__SOURCE EXTRACT__:
____

The Problem with the L O S T finale
Here's the problem with the last 30 minutes (and by extension the entire 6th season):
L O S T as a whole appealed to 3 audiences: those who like mystery/fantasy/science fiction, those who like interpersonal, nightime soap drama (e.g. "Grey's Anatomy"), and those who were intrigued by the melding of these two genres. But because the ending was pretty much solely written to satisfy the interpersonal drama fans, the other two groups were left out in the cold and it is these two groups that have been cheated.
A huge section of the L O S T audience followed the show for the mystery/SF elements. Most fan blogs were awash in debates about the nature of the Smoke Monster and how it came to be, what was the "Lamp Post", what was Dharma up to, what was Widmore's plan, what were the numbers, and, in season six, what was Desmond's plan (i.e. was he going to somehow reconnect the two realities?) The soap opera fans must admit that the L O S T blogs were not ultra concerned about the melodramatic flash forward/backward stories of the characters. For the most part, the interactions and backstories of the characters were self-explanatory (and compelling) but no more so than any other quality drama on television. No, what caught everyone's fancy was the crazy world of The Island and the conflicts over its mysterious power. The flashbacks and forwards added life to the characters but that was just frosting on the cake. The main event was the intrigue and suspense of the happenings swirling around The Island.

____

__RECORD EXTRACTS__:

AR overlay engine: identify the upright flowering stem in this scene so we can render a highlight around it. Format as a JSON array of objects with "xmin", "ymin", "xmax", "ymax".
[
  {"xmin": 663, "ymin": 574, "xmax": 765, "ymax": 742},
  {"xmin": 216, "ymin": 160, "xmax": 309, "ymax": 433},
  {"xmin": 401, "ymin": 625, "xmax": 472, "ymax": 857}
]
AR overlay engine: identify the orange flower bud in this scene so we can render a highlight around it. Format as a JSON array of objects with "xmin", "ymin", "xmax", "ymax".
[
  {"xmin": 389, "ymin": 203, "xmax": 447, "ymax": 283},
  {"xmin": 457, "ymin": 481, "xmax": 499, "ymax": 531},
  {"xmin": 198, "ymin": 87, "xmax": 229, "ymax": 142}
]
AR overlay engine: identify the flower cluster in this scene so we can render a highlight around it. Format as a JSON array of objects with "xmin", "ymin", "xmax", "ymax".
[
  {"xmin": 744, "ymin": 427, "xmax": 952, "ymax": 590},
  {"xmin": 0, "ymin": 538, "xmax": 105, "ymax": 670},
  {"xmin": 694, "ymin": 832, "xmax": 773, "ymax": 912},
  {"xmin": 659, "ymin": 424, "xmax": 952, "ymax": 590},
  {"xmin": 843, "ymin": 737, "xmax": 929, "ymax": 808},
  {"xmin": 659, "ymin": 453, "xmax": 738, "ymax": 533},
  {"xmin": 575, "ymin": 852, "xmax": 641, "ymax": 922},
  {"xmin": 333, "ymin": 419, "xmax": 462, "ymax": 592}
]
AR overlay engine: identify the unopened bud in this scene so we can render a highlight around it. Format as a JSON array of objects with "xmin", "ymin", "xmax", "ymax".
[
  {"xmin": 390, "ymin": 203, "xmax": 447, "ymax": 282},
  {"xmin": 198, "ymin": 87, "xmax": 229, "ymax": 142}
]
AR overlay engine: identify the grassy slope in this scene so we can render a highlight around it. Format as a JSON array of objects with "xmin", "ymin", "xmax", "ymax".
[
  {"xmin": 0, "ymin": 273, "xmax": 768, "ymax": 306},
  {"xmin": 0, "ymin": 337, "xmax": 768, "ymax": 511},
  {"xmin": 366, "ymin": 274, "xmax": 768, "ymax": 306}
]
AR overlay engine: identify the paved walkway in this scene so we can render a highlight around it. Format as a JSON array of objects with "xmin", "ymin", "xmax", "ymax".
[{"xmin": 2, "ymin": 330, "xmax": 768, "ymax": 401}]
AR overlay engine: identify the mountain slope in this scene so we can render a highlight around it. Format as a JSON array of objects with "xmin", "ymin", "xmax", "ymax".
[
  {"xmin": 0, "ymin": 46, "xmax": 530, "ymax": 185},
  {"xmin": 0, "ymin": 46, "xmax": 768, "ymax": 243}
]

____

__PARTS OF THE EXERCISE__:
**a)** Reproduce the passage of the text about the LOST finale between "The Problem with the L O" and "have been cheated.", inclusive.
**b)** Summarize the text about the LOST finale in two sentences.
**c)** Decide whether each statement agrees with the text about the LOST finale, answering yes or no and quoting the words that settle it: (i) The show appealed to three audiences. (ii) Fan blogs were chiefly concerned with the characters' flash forward/backward stories. (iii) The ending was written mainly to satisfy fans of mystery and science fiction.

__RESPONSES FOR EACH TASK__:
**a)**
The Problem with the L O S T finale
Here's the problem with the last 30 minutes (and by extension the entire 6th season):
L O S T as a whole appealed to 3 audiences: those who like mystery/fantasy/science fiction, those who like interpersonal, nightime soap drama (e.g. "Grey's Anatomy"), and those who were intrigued by the melding of these two genres. But because the ending was pretty much solely written to satisfy the interpersonal drama fans, the other two groups were left out in the cold and it is these two groups that have been cheated.

**b)** The writer argues that the LOST ending, and by extension the sixth season, was written almost solely to satisfy fans of interpersonal drama, which cheated viewers who watched for mystery and science fiction and viewers who liked the blend of the two genres. Fan blogs were mostly absorbed in questions such as the nature of the Smoke Monster and Desmond's plan, and the show's main draw was the intrigue surrounding The Island, with the character flashbacks and flash-forwards serving only as frosting on the cake.

**c)**
(i) Yes: "L O S T as a whole appealed to 3 audiences"
(ii) No: "the L O S T blogs were not ultra concerned about the melodramatic flash forward/backward stories of the characters"
(iii) No: "the ending was pretty much solely written to satisfy the interpersonal drama fans"